Task goal:
Report all lines below with the word "that".

[Stored data entries]

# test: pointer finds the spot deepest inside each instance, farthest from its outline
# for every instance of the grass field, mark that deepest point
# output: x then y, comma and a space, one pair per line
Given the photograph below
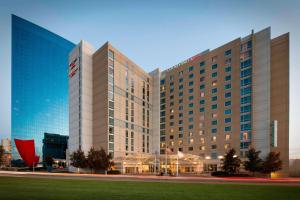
42, 188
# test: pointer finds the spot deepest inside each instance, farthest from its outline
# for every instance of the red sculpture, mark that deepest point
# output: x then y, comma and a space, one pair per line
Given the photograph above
26, 150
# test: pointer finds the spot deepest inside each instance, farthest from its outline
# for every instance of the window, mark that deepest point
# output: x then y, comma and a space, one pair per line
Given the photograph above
214, 59
214, 83
227, 86
245, 109
246, 63
245, 100
214, 75
228, 69
246, 72
214, 138
228, 78
227, 137
227, 103
214, 66
245, 127
245, 91
227, 120
214, 90
227, 52
171, 77
227, 111
227, 95
228, 61
246, 118
227, 128
246, 81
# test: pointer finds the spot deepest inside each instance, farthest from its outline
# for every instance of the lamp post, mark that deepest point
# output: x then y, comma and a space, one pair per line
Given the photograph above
179, 155
166, 161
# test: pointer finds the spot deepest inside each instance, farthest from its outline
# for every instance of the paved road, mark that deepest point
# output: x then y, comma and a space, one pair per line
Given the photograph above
151, 178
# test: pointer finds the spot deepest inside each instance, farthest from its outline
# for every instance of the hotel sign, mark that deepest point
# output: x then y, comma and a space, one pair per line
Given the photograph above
73, 67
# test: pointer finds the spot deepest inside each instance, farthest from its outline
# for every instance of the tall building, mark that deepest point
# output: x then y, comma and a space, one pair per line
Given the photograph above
39, 101
111, 106
235, 96
6, 145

Reply:
# for every instance of the grass field, mark that deepest point
# for every instance of the red sculpture, mark that deepest point
# for every instance of the window, mark that deepest point
# for every instance of the lamp post, mark that deepest point
# for every instance of the paved road, mark that deepest point
# for every instance of the hotel sign, mark that deepest point
# for every instance of the tall building, mark that deepest point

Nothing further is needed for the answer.